::: Passage provided :::

- Born: 1965 (age 60–61) Austin, Texas
- Education: BFA, Kansas City Art Institute MFA School of the Art Institute of Chicago
- Known for: abstraction
- Website: amymyersdrawings.com

= Amy Myers (artist) =

American artist

Amy Myers (born 1965 in Austin, Texas) is an American artist whose strong forms, compositions and geometric symmetry situates her practice in a lineage with the work of Lee Boutecou, Hilma af Klint, Georgia O'Keeffe, and Roberto Matta.

== Early life ==
Born in Austin, Texas, Myers grew up around scientists. She recalls, "As a very young child, I was involved in discussions concerning theoretical physics and contemporary cosmology. Because of these discussions I grew up with a lot of questions about how the universe works, and why things function as they do. I was surrounded by images of molecules, and I think my subject matter stems from a dialogue that I had with my family about such images. As a result, I'm interested in the internal logic of things and the unpredictable nature of the universe." Myers spent a portion of her childhood living in Adana, Turkey where she traveled extensively throughout the Middle East and Europe.

== Education ==
Myers received a Bachelors of Fine Arts from the Kansas City Art Institute in 1995, and a Masters of Fine Arts from the School of the Art Institute of Chicago in 1999.

== Early career ==
Myers began to focus more heavily on drawing when she was pursuing her undergraduate degree at art school. In that environment, painting was more valued and viewed as an artist's primary focus while drawing was just supposed to be a means to an end. This led her to determine at a certain point that she needed to separate from the entire dialogue of painting in order to work privately without interruption. Within this solitude, Myers was able to connect her fascination with physics and the natural world directly and immediately through drawing. This prompted her to begin to work exclusively on paper. She began collecting a large trove of objects (insects, plants, etc.) that she put under her microscope and cataloged through observational sketches. She drew from this catalog for years until that knowledge became embedded in her mind as natural architecture. From these investigative drawings she began articulating a lexicon of symbols and signs which accumulated, forming systems that ultimately became the visual language that she employs in all of her works. This core language of symbols allows her to expand and build upon their complexity and interactions intuitively. She describes the drawings as ultimately "creating themselves". Myers is noted as once remarking about her work that, "There is a great deal of discipline here. Every mark on a drawing is related to something else. It's all a system. It's not haphazard, there are no whimsical marks and it's not like design. There is a reason behind every mark. It must function as an integrated whole."

::: Material supplied :::

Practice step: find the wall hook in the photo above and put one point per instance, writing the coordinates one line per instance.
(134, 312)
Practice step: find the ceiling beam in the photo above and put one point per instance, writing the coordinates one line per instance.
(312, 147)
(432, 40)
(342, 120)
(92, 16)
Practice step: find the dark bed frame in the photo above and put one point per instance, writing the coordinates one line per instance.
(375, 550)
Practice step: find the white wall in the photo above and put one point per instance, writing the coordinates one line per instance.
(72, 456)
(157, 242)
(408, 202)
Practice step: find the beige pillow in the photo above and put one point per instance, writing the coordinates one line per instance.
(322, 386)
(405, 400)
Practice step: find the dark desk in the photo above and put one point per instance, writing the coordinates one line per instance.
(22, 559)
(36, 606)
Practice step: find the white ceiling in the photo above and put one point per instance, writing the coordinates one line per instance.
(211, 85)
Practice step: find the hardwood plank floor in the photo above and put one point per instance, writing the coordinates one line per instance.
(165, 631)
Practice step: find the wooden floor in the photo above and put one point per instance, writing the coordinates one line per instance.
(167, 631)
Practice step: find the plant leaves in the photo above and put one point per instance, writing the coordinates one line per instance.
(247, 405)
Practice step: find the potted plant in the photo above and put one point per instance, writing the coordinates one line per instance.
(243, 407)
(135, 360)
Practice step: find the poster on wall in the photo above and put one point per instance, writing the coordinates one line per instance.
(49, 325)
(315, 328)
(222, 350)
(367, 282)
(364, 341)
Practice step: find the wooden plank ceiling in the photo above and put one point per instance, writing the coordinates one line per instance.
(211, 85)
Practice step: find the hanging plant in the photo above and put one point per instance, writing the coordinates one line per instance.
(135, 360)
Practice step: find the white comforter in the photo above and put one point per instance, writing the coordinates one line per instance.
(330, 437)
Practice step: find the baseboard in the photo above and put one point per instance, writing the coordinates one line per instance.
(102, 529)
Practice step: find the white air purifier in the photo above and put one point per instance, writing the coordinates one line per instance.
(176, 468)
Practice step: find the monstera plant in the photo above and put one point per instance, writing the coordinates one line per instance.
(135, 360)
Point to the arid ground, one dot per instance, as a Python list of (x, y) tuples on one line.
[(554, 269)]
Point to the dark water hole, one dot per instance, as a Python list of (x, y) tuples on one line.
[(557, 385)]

:::

**Problems to solve:**
(A) According to the Amy Myers article, in what city and country did Myers live for part of her childhood?
(B) Substitute "image above" for every "photo above" in the rows starting at the line that contains "Practice step: find the poster" and ending at the last row, then write out only those lines with everything else unchanged.
The text and the rows were taken from different sources.

**Task-by-task results:**
(A) Adana, Turkey.

(B)
Practice step: find the poster on wall in the image above and put one point per instance, writing the coordinates one line per instance.
(49, 325)
(315, 328)
(222, 350)
(367, 282)
(364, 341)
Practice step: find the wooden plank ceiling in the image above and put one point per instance, writing the coordinates one line per instance.
(211, 85)
Practice step: find the hanging plant in the image above and put one point per instance, writing the coordinates one line per instance.
(135, 360)
Practice step: find the white comforter in the image above and put one point per instance, writing the coordinates one line per instance.
(330, 437)
Practice step: find the baseboard in the image above and put one point per instance, writing the coordinates one line per instance.
(102, 529)
Practice step: find the white air purifier in the image above and put one point per instance, writing the coordinates one line per instance.
(176, 468)
Practice step: find the monstera plant in the image above and put one point per instance, writing the coordinates one line per instance.
(135, 360)
Point to the arid ground, one dot per instance, as a Python list of (x, y) tuples on one line.
[(554, 269)]
Point to the dark water hole, one dot per instance, as a Python list of (x, y) tuples on one line.
[(557, 385)]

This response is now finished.